What this task involves » Reproduce the passage of the Jawara Alleyne profile below that opens with the words "Thirty-four-year-old Jawara Alleyne" and closes with "ongoing world tour.", swapping "east London" for "south London".

Provided text »

◇ ◇ ◇ ◇ ◇ ◇ ◇

Thirty-four-year-old Jawara Alleyne is proud to count Rihanna as one of his eponymous brand’s biggest fans (she launched Alleyne into the spotlight by wearing his custom-made “joint-dress” for Dazed magazine in 2021).
“I’m always looking towards Rihanna to see how you cross over reggae into dancehall, into punk rock, into sort of pop — how you blend those genres,” Alleyne says from his east London studio, where he is making the finishing touches to his SS26 collection before his show on September 21. Other high-profile clients include South African singer Tyla, Londoner Joy Crookes and Shakira, whom he has designed outfits for on her ongoing world tour.
In 2020, his MA Fashion graduate collection called “(Self) Made Man” put him on the map — a sea of vivid satin, deconstructed denim, quirky accessories and exposed torsos which referenced the island style of his childhood.He was then plunged into Covid, “when I started to understand the value of just being able to make things with my own two hands”. Some of his earliest designs — patched, pinned denim paired with his recognisable layered T-shirts, cropped tuxedo jacket and red blazer — are currently on show at The Metropolitan Museum of Art’s Superfine: Tailoring Black Style, this year’s Met Gala exhibit, which “felt really important”.

◇ ◇ ◇ ◇ ◇ ◇ ◇

[Stored entries]
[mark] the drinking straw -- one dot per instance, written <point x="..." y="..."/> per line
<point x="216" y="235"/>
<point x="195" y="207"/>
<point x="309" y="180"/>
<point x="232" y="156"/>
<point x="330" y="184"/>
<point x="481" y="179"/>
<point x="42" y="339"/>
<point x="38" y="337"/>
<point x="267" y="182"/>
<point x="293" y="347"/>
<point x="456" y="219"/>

◇ ◇ ◇ ◇ ◇ ◇ ◇

Result of the exercise »
Thirty-four-year-old Jawara Alleyne is proud to count Rihanna as one of his eponymous brand’s biggest fans (she launched Alleyne into the spotlight by wearing his custom-made “joint-dress” for Dazed magazine in 2021).
“I’m always looking towards Rihanna to see how you cross over reggae into dancehall, into punk rock, into sort of pop — how you blend those genres,” Alleyne says from his south London studio, where he is making the finishing touches to his SS26 collection before his show on September 21. Other high-profile clients include South African singer Tyla, Londoner Joy Crookes and Shakira, whom he has designed outfits for on her ongoing world tour.